● **Document text**:

Quitting comes in many forms. It can be dramatic: "Your twisted idea of intimacy revolts me! I'm leaving you and taking the cats (dogs, jewelry, TV's) with me!" It can be anti-climactic: "Please forward my mail to this post office box in Perth, Australia. I will no longer be accepting phone calls, text messages, or posting insipid status updates." It can be gradual and almost imperceptible: "My goodness, it's been ten years since I had sex! How depressing." By the time most people are Over Fifty, they have quit and unquit so many things, it's hard to keep count. 

Sophia's husband Thor and son Percival have jumped on the Quitters bandwagon. Thor recently quit a job he hated and began his own business as a web developer. He's been scarily successful at it, although he works so much that Sophia wonders if she's she's going to have to add sex to the list of things she's quit doing. Thor is not averse to conjugal relations, but he works ten-hour days writing code and stuff like that, so he mostly just turns off his computer, walks down the hall, and falls asleep instantly.  Subject for another post, should Sophia decide to keep unquitting writing this blog.

The biggest change in Sophia's life is that she and Thor pulled Percival out of his alternative school in January, so she is now homeschooling him. Now, Sophia has always looked down on the whole crazy homeschooling movement. She has long suspected that not much learning goes on in these home "schools," since the parent/teacher is doubtless some raving ideologue who forces her kids to make dioramas of dinosaurs cavorting with people in biblical garb, while singing hymns and watching the 700 Club on TV.  In the left-wing homeschool, the kids are planting Peace Gardens and eating spelt lunches while they learn the Dangers of Genetically Modified Foods. Sophia has no truck with either of these oddball groups, but she is nonetheless homeschooling her kid.

How did this come about? Well you may ask. Thor's former job was as an administrator for Percival's alternative school. It wasn't his ideal job, but at the time, his other options were less attractive. So he took this job, which came with almost-free tuition for Percival to attend said school. Now Sophia was only keen on this school when Percival was in kindergarten. She loved the soft pastel walls of the classroom, the fuzzy rug for circle time, and the hand-carved wooden toys. Loved the rainbow-colored silk scarves that the kids used to play knights and pirates and princesses in jeopardy. Yep, it was a cool place for a five-year-old who didn't need to worry about learning anything but how to get along with other five-year-olds. Sophia doesn't believe in overly-academic preschools and kindergartens. She was not going to insist that Percival learn the Laws of Thermodynamics or Mandarin grammar before first grade.

● **To do**:
According to the blog excerpt about quitting, what kind of business did Thor start after leaving the job he hated?

● **Data listing**:
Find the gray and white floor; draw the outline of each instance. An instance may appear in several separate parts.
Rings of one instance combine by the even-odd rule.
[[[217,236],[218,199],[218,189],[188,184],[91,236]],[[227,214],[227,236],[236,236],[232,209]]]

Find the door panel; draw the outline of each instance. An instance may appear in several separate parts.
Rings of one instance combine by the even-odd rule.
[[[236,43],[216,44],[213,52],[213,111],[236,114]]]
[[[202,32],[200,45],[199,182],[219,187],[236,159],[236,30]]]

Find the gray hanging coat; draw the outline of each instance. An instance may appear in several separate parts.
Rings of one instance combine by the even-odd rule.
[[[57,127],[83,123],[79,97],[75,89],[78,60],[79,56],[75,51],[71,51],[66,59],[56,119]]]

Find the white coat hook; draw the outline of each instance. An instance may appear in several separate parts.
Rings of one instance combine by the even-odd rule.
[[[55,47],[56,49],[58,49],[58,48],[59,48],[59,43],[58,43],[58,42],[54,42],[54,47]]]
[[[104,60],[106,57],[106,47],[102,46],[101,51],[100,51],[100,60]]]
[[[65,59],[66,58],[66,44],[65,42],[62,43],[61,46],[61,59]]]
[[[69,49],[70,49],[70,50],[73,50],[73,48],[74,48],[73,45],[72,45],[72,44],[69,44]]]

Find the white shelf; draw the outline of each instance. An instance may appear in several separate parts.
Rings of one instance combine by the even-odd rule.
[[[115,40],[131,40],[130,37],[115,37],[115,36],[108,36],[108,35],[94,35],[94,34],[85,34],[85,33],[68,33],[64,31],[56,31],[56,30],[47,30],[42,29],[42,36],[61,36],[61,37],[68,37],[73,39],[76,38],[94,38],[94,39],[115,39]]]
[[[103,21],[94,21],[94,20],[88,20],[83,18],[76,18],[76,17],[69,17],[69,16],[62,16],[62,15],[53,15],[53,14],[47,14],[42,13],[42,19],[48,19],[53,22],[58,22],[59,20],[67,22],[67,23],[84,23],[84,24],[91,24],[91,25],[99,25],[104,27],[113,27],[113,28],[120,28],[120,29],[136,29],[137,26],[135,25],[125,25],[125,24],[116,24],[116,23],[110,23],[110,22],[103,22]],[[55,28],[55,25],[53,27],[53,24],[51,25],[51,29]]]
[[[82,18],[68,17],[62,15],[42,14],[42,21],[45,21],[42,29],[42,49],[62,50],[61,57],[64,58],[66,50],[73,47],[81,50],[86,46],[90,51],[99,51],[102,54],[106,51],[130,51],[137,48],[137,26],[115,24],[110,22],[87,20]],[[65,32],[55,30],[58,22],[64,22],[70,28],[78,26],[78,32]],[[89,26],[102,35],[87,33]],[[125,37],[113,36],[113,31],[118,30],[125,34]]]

● **Answer box**:
He started his own business as a web developer.